▶ [Extracted data]:
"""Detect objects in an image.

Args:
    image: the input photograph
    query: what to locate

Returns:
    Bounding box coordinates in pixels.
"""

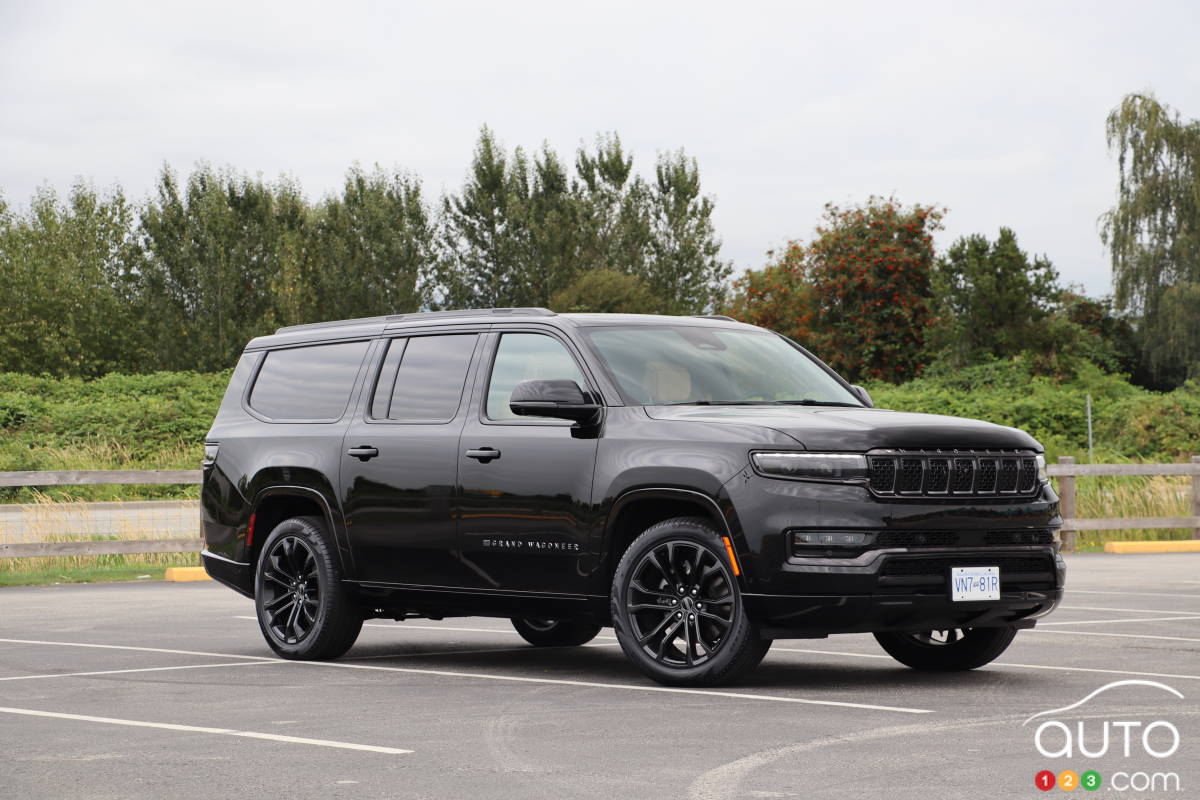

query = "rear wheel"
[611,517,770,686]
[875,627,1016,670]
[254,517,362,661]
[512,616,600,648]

▶ [What you should do]:
Convert the listing above into a numbered list with one line per entry, omitting blank lines and the pictures.

▶ [Exercise response]:
1. """Detect objects in an image.
2. Args:
3.     image: the input photograph
4.     query: what to locate
5. Returns:
6.     Bounding box coordinates in pixels.
7. """
8. query = "rear wheel"
9. [611,517,770,686]
10. [875,627,1016,670]
11. [254,517,362,661]
12. [512,616,600,648]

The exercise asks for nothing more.